(Collection entries)
--- START ---
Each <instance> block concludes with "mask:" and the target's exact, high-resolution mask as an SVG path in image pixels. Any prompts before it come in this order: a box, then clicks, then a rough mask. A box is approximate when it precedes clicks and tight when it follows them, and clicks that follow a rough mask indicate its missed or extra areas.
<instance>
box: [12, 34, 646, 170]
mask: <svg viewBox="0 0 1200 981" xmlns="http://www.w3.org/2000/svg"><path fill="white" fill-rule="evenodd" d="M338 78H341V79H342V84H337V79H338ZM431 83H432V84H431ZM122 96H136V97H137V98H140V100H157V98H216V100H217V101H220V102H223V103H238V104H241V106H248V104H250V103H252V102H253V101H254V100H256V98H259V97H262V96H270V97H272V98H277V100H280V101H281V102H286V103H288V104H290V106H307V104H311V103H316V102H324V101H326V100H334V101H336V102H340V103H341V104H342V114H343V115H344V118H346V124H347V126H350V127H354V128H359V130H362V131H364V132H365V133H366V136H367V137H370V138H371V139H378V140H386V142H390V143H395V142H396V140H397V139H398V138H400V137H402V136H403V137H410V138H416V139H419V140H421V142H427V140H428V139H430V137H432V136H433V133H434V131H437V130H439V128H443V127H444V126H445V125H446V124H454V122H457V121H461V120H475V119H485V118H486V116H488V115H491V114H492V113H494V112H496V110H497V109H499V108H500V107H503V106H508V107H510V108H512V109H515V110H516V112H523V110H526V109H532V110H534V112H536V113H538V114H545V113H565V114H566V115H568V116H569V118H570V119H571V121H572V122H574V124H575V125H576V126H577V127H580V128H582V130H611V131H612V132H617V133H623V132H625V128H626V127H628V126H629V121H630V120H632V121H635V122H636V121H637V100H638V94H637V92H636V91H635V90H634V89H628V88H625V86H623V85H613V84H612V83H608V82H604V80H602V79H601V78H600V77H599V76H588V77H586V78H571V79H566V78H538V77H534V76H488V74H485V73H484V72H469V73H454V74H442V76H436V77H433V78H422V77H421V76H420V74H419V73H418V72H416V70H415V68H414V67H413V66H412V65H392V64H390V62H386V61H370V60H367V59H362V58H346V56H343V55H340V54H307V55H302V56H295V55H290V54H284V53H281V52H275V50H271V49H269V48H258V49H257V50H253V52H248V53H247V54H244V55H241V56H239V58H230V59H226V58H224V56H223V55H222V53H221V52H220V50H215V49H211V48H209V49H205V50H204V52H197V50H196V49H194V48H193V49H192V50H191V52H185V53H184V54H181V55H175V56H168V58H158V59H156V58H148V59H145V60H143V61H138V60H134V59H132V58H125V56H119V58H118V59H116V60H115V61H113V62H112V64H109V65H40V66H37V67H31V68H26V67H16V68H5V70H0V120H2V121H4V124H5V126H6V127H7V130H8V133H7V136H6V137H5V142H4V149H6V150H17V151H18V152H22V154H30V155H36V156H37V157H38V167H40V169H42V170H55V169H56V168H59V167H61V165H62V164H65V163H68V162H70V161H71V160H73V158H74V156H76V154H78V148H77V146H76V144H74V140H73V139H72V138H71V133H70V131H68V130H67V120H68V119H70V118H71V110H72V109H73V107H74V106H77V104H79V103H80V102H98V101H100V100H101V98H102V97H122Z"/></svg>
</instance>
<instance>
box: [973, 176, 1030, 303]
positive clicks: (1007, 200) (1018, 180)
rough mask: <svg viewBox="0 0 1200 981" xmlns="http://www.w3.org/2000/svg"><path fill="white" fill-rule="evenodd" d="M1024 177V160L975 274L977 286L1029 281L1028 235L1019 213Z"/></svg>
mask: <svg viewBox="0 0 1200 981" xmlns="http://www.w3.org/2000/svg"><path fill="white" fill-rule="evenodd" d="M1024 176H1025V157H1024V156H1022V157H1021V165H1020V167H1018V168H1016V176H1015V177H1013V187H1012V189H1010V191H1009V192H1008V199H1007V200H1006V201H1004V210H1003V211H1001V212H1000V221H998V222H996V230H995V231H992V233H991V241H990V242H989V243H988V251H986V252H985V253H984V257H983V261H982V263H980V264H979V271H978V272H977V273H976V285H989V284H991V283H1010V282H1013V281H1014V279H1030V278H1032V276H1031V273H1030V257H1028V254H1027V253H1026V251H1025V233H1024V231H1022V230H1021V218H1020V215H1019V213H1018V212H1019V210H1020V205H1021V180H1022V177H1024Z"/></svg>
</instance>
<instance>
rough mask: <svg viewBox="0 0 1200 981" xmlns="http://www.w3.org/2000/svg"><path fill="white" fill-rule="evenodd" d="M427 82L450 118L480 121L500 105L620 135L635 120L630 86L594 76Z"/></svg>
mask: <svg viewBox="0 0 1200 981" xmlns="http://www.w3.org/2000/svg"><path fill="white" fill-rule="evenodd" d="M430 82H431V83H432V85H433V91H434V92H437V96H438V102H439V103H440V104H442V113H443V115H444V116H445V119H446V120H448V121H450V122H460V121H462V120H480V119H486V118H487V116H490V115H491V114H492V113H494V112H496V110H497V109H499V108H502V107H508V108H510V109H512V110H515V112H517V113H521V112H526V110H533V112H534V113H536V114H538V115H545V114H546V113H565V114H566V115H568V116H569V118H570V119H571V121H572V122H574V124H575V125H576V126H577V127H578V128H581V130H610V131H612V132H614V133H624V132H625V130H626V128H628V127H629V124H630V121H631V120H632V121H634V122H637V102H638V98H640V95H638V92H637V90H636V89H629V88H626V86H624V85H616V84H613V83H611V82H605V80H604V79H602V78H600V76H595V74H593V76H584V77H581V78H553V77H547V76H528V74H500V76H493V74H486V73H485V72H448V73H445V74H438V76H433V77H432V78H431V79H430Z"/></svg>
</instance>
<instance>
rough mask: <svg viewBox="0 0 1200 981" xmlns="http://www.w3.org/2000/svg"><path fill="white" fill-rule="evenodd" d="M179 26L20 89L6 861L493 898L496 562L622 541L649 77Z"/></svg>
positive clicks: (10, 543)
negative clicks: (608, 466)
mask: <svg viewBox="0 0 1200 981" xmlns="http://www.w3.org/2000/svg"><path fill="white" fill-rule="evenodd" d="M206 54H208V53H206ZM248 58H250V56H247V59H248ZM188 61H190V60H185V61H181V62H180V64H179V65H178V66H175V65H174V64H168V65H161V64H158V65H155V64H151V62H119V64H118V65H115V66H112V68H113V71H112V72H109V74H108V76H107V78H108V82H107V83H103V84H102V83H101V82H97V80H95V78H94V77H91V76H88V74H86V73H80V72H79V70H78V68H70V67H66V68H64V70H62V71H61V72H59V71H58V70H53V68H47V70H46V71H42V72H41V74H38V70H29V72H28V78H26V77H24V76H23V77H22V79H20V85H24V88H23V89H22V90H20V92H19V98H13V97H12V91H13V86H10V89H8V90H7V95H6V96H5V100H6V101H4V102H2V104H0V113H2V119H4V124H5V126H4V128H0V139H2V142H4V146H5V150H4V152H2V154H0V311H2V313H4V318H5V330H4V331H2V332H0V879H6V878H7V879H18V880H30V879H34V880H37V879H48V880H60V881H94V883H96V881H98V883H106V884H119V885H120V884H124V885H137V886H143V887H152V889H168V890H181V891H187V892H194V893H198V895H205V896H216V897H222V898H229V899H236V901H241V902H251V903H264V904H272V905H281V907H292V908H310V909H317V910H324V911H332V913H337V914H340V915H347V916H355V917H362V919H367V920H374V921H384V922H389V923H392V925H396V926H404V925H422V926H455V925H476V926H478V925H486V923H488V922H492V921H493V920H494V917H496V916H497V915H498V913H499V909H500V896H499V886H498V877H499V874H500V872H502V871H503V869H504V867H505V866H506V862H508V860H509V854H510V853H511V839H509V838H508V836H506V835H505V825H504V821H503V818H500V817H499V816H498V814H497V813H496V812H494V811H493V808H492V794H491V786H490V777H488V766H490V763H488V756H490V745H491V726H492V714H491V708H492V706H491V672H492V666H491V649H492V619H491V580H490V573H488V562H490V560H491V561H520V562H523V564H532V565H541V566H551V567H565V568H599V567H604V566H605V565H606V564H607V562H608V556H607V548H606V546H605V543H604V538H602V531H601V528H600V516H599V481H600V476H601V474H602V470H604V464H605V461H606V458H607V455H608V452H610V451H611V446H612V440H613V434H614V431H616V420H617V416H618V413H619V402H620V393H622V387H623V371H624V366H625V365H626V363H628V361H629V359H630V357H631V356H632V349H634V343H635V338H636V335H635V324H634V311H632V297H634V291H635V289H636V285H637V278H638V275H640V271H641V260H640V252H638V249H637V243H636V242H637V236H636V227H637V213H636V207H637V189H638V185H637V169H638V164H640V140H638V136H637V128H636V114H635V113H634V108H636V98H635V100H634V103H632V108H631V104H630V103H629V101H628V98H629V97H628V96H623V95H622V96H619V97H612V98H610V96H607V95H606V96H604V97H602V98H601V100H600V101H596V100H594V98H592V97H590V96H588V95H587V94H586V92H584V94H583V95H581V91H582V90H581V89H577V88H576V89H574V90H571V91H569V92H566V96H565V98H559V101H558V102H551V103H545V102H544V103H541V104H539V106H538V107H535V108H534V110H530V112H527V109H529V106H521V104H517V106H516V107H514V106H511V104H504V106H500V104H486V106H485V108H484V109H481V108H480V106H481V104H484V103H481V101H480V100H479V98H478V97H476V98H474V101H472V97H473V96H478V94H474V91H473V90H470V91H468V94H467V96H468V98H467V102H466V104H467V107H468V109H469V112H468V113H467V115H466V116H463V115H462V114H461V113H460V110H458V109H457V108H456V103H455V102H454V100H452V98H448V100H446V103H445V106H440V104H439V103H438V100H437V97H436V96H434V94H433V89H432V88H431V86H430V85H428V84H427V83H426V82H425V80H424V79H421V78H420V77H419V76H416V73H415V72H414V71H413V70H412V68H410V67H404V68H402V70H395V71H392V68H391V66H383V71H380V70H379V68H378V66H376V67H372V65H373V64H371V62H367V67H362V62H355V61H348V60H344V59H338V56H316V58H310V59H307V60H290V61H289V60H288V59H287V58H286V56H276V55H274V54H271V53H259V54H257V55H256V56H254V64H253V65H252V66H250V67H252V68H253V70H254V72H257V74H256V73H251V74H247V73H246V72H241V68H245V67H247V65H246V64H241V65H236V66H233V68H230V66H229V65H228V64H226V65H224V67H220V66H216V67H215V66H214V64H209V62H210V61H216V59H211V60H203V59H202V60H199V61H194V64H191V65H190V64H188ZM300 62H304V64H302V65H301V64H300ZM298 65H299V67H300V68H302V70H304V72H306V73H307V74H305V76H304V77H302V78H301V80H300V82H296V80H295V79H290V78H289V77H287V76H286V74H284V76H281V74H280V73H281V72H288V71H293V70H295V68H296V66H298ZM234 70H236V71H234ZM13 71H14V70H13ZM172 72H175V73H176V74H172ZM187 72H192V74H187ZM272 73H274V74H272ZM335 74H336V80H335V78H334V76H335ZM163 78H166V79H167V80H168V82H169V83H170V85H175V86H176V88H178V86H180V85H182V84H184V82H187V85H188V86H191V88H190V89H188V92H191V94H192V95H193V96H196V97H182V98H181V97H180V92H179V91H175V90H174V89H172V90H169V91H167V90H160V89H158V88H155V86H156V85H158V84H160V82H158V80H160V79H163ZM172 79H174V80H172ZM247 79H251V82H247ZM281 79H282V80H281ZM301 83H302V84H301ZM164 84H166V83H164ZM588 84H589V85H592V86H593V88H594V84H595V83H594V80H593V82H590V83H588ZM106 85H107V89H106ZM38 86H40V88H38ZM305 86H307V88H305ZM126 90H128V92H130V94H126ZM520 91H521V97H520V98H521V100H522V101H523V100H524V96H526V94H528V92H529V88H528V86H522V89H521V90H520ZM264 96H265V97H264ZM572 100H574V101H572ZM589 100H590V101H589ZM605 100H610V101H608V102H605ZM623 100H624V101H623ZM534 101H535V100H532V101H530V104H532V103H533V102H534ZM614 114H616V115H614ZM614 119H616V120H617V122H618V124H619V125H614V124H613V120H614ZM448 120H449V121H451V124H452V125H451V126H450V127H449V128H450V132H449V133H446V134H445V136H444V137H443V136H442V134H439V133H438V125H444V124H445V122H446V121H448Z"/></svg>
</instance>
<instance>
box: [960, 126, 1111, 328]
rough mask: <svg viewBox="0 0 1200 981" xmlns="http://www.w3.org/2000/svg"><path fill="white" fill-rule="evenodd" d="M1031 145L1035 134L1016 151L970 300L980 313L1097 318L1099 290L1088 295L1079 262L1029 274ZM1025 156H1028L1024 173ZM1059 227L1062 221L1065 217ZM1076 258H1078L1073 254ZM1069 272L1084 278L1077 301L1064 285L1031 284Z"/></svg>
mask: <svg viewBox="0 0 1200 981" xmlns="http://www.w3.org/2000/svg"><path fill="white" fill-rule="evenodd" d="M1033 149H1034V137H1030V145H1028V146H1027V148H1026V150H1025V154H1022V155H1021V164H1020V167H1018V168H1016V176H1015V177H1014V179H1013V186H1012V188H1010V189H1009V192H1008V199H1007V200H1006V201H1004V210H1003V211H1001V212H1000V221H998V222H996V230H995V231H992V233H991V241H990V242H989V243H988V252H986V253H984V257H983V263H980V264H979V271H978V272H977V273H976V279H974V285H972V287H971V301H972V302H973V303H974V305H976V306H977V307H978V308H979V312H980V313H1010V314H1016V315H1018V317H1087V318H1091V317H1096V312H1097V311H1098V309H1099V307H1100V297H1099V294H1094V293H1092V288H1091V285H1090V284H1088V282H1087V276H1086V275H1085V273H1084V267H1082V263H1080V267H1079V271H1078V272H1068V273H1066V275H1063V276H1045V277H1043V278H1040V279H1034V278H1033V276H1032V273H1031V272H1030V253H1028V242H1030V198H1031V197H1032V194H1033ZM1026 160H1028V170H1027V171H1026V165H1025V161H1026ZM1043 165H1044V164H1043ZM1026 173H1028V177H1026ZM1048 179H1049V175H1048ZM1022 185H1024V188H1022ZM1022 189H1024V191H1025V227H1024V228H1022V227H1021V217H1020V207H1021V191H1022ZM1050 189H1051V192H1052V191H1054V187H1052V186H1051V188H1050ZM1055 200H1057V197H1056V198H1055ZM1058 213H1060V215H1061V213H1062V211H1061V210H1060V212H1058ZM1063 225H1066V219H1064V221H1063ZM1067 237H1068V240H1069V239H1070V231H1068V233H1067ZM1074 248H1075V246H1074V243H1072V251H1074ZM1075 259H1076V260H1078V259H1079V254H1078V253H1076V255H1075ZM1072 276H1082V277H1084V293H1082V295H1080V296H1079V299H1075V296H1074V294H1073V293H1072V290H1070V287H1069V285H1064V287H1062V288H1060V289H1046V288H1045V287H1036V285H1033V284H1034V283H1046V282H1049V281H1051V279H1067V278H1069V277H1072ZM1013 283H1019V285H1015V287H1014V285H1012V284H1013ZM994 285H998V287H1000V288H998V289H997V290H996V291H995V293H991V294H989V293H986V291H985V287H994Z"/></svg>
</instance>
--- END ---
--- START ---
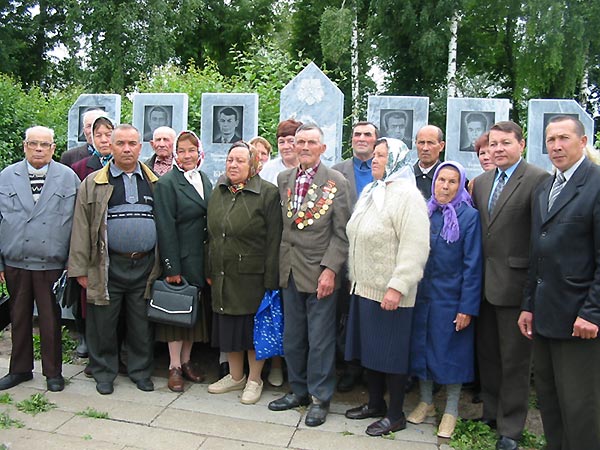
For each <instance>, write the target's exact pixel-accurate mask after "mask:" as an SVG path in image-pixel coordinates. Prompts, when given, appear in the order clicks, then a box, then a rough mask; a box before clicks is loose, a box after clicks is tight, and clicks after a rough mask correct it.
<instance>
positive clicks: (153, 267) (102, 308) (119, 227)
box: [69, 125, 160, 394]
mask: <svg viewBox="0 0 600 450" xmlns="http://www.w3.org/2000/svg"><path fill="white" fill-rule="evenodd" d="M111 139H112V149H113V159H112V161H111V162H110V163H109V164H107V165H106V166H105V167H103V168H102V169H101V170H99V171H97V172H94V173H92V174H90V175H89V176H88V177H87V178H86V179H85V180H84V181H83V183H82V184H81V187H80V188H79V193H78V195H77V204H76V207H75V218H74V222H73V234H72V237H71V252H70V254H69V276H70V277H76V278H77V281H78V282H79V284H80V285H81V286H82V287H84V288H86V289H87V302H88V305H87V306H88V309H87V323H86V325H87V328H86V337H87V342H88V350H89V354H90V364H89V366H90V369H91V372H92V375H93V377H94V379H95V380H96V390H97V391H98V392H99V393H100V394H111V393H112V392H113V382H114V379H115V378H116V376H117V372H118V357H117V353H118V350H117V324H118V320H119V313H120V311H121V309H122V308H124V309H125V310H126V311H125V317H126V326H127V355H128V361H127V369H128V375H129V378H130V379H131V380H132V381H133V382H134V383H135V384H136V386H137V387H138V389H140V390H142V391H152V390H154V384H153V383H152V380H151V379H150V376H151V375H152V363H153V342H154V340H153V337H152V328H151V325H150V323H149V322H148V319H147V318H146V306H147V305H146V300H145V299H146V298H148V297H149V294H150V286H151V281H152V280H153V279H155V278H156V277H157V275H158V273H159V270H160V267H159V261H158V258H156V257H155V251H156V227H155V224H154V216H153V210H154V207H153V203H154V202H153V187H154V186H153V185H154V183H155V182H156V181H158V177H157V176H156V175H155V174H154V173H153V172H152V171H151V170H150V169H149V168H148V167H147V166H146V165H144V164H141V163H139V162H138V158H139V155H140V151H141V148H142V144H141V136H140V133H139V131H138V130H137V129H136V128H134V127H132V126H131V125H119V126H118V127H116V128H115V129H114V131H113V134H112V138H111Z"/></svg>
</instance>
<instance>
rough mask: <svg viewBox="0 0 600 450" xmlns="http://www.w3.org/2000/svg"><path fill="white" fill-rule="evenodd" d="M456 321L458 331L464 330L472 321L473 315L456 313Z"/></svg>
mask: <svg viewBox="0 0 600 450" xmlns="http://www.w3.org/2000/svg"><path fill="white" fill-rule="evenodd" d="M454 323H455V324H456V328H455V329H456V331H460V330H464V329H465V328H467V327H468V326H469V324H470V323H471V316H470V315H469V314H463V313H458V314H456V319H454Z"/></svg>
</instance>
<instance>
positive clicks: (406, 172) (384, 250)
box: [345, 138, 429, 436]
--- END ---
Show every line from the entries that includes the word "when".

## [Exercise solution]
Each <instance> block concludes with "mask:" and the target's exact, high-resolution mask as an SVG path in image pixels. Any prompts before it come in this order: a box, then clicks, then a rough mask. A box is approximate when it precedes clicks and tight when it follows them, and clicks that follow a rough mask indicate its missed or extra areas.
For each <instance>, write the target's exact pixel-accurate mask after "mask:" as an SVG path in image-pixel coordinates. Prompts, when given, appear in the order clicks, then a box, then a rough mask; a box before clicks is loose, a box after clicks is tight, and clicks after a rough mask correct it.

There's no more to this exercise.